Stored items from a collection
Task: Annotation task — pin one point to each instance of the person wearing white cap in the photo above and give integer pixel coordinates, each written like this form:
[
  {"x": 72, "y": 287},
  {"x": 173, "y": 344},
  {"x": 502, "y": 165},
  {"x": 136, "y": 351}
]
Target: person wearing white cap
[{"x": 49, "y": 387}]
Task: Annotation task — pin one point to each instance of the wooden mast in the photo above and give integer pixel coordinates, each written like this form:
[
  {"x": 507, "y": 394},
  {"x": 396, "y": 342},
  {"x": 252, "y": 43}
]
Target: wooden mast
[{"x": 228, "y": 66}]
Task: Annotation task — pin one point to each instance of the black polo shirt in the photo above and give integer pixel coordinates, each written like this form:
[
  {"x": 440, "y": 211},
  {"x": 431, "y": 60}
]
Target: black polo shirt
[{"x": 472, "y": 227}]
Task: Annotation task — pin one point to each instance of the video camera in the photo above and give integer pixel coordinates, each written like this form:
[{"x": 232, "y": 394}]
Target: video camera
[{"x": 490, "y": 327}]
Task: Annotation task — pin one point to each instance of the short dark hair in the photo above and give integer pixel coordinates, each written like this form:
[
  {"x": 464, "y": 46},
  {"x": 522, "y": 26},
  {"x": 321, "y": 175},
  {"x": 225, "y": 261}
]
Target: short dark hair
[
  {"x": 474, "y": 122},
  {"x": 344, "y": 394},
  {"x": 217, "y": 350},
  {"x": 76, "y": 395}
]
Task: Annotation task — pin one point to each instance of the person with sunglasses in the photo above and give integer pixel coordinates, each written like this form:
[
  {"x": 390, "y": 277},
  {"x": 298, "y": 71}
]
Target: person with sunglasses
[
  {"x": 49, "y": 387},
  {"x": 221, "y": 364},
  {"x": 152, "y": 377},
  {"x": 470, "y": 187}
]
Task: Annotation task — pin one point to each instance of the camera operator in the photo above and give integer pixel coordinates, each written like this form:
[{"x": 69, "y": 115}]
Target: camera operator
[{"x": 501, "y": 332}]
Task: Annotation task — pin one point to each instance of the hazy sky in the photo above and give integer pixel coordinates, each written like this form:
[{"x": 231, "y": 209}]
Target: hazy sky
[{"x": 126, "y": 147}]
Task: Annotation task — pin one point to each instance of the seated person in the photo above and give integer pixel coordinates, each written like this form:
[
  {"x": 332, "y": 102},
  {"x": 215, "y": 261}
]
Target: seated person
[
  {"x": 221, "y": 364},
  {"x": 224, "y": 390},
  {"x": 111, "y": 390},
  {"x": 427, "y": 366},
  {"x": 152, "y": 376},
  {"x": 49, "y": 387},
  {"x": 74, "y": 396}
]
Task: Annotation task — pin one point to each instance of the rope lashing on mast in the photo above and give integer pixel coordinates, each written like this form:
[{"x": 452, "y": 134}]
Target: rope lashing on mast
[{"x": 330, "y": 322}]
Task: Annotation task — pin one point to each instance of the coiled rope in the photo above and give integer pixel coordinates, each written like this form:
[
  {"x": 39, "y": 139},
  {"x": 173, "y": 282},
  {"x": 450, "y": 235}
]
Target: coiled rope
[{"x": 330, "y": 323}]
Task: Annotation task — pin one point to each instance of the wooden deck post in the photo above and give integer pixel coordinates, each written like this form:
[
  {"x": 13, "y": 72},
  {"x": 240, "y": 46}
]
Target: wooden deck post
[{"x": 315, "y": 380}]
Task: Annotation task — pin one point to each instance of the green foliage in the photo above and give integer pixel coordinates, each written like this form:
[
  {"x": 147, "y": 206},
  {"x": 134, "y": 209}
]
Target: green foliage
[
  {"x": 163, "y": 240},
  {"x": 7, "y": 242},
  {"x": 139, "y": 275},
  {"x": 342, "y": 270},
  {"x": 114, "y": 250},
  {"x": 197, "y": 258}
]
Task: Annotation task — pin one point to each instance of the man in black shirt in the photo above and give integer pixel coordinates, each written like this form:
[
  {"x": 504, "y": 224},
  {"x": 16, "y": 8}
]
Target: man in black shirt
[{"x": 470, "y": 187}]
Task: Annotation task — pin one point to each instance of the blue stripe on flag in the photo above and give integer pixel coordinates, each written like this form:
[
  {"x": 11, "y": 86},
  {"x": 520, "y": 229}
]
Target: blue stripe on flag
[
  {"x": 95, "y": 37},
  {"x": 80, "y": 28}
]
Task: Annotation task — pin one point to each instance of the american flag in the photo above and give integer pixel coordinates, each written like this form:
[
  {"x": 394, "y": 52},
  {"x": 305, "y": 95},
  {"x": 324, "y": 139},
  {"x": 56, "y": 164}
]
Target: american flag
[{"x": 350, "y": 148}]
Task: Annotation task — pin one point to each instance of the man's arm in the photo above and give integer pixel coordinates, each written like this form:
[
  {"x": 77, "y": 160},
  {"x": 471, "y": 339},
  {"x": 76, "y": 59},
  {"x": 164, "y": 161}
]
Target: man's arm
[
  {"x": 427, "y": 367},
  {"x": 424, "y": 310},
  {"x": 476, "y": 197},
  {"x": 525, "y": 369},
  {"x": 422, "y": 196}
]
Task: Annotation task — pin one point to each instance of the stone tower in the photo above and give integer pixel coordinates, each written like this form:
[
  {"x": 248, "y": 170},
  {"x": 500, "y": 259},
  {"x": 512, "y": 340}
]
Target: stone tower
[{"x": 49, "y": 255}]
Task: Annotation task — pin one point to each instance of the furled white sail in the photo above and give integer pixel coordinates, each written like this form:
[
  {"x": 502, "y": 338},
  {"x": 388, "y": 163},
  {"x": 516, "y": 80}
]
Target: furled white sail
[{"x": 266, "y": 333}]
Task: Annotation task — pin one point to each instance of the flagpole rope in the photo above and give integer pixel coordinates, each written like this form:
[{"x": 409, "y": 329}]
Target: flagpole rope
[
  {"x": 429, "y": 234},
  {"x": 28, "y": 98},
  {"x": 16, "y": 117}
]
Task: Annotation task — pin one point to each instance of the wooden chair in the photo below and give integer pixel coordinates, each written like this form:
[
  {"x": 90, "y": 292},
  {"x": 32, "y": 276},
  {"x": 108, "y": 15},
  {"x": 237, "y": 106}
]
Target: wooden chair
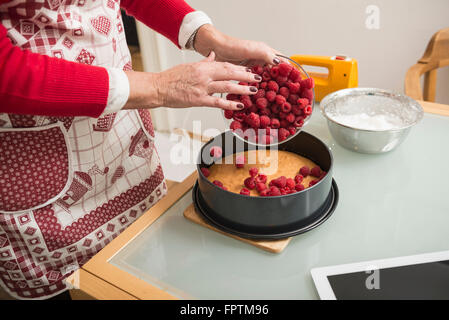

▸ Task objective:
Transcribe the records above exactly, leaving out every picture.

▸ Answer:
Task: Annotation task — pin one point to each instance of the person wearing white cap in the photo above and give integer pixel coordinates, each written like this form:
[
  {"x": 72, "y": 287},
  {"x": 173, "y": 344},
  {"x": 502, "y": 165},
  {"x": 136, "y": 351}
]
Target: person wearing white cap
[{"x": 49, "y": 387}]
Task: Annotation task — pin one point to each instance of the wooden mast in the photo above and give integer pixel coordinates, each written like this form:
[
  {"x": 507, "y": 394},
  {"x": 396, "y": 342},
  {"x": 252, "y": 43}
]
Target: wooden mast
[{"x": 228, "y": 66}]
Task: Annotation task — pin one point to each instance of the black polo shirt in the photo above and give integer pixel coordinates, each written like this form:
[
  {"x": 440, "y": 211},
  {"x": 431, "y": 60}
]
Target: black polo shirt
[{"x": 472, "y": 227}]
Task: Annotation task — pin one point to each instance of the video camera in the photo above and give integer pixel coordinates, each written like this form:
[{"x": 232, "y": 394}]
Target: video camera
[{"x": 490, "y": 327}]
Task: Annotation task — pin one point to each instance of the short dark hair in the photo above and give integer pixel coordinates, each written like this form:
[
  {"x": 464, "y": 46},
  {"x": 522, "y": 26},
  {"x": 321, "y": 175},
  {"x": 225, "y": 261}
]
Target: short dark hair
[
  {"x": 474, "y": 122},
  {"x": 344, "y": 394},
  {"x": 217, "y": 350},
  {"x": 76, "y": 395}
]
Task: Annotation task — pin one point to each instance of the person with sunglasses in the photo above and give integer pixel coordinates, each written like this form:
[
  {"x": 390, "y": 277},
  {"x": 298, "y": 71}
]
Target: person with sunglasses
[
  {"x": 49, "y": 387},
  {"x": 221, "y": 364},
  {"x": 152, "y": 377},
  {"x": 470, "y": 187}
]
Task: Annotation task — pin one point to each instance of the camera operator in the photo above and give integer pixel coordinates, each written like this form:
[{"x": 69, "y": 115}]
Target: camera operator
[{"x": 501, "y": 332}]
Task: Annotation task — pin one point to each instance of the hazy sky in the photo above and give integer pixel coordinates, each written like this form:
[{"x": 231, "y": 209}]
Target: hazy sky
[{"x": 126, "y": 147}]
Task: Annotation task — pin one point to each instance of the seated person in the photo above and give integer pixel coordinates, each written like this form:
[
  {"x": 332, "y": 102},
  {"x": 215, "y": 261}
]
Target: seated person
[
  {"x": 221, "y": 364},
  {"x": 224, "y": 390},
  {"x": 111, "y": 390},
  {"x": 427, "y": 366},
  {"x": 152, "y": 376},
  {"x": 49, "y": 387},
  {"x": 74, "y": 396}
]
Task: Annotation task — pin one point to each instance of the rope lashing on mast in the photo above and give integer pixel coordinates, each written like this form:
[{"x": 452, "y": 134}]
Target: rope lashing on mast
[{"x": 330, "y": 322}]
Task: Annotation task — pin one point to each instance of the coiled rope in the photo above and give integer pixel coordinates, each written like this form:
[
  {"x": 39, "y": 139},
  {"x": 173, "y": 282},
  {"x": 450, "y": 235}
]
Target: coiled rope
[{"x": 330, "y": 323}]
Task: Annotation task — pin one point to each instance of the wooden deck post in the photo above and give integer pixel coordinates, each written like this form:
[
  {"x": 13, "y": 72},
  {"x": 240, "y": 46}
]
Target: wooden deck post
[{"x": 315, "y": 380}]
Task: Annotation task — pin one point to each instance of the green foliage in the photo above and give integer pixel coordinates, each written like this form:
[
  {"x": 147, "y": 206},
  {"x": 134, "y": 209}
]
Target: green foliage
[
  {"x": 163, "y": 240},
  {"x": 7, "y": 242},
  {"x": 139, "y": 275},
  {"x": 342, "y": 270},
  {"x": 114, "y": 250},
  {"x": 197, "y": 258}
]
Task: Annotation task — pin one point to each instance of the man in black shirt in the photo above and give integer pixel coordinates, each written like this form:
[
  {"x": 504, "y": 224},
  {"x": 16, "y": 8}
]
Target: man in black shirt
[{"x": 470, "y": 187}]
Task: Annotation task — pin one point to each instance of the blue stripe on flag in the photo above and give integer pixel coordinates, each written like this form:
[
  {"x": 11, "y": 86},
  {"x": 520, "y": 229}
]
Target: blue stripe on flag
[
  {"x": 95, "y": 37},
  {"x": 80, "y": 28}
]
Task: Annotation task — pin one point to each instance of the american flag in the photo above and give integer pixel coordinates, each written like this form:
[
  {"x": 394, "y": 52},
  {"x": 305, "y": 95},
  {"x": 324, "y": 139},
  {"x": 56, "y": 164}
]
Target: american flag
[{"x": 350, "y": 148}]
Task: Annotation task — pin one point to each instance of the man's arm in the photo above and give integer pixel coordinates, each written like this form:
[
  {"x": 77, "y": 160},
  {"x": 471, "y": 339},
  {"x": 76, "y": 59},
  {"x": 164, "y": 161}
]
Target: man's arm
[
  {"x": 427, "y": 367},
  {"x": 424, "y": 310},
  {"x": 476, "y": 197},
  {"x": 525, "y": 369},
  {"x": 422, "y": 196}
]
Task: Annotation task — pin one point to each instance of the stone tower in the photo above and give integer pixel coordinates, each written like this form:
[
  {"x": 248, "y": 170},
  {"x": 500, "y": 259},
  {"x": 512, "y": 340}
]
Target: stone tower
[{"x": 49, "y": 255}]
Task: Annotation task — pin one point to each instance of the furled white sail in the photo above and give integer pixel coordinates, each written like this form:
[
  {"x": 502, "y": 338},
  {"x": 388, "y": 163},
  {"x": 516, "y": 80}
]
Target: furled white sail
[{"x": 266, "y": 333}]
Task: Annotation task — pin one point to each instance of the flagpole rope in the photo above and give integer pixel coordinates, each written like this form:
[{"x": 409, "y": 329}]
Target: flagpole rope
[
  {"x": 429, "y": 234},
  {"x": 28, "y": 98},
  {"x": 16, "y": 117}
]
Task: Annotation task — pin one point to each instance of the wooden chair in the photo below and give integer pixel coordinates, each written like this form:
[
  {"x": 90, "y": 292},
  {"x": 32, "y": 276},
  {"x": 108, "y": 15},
  {"x": 237, "y": 106}
]
Target: wooden chair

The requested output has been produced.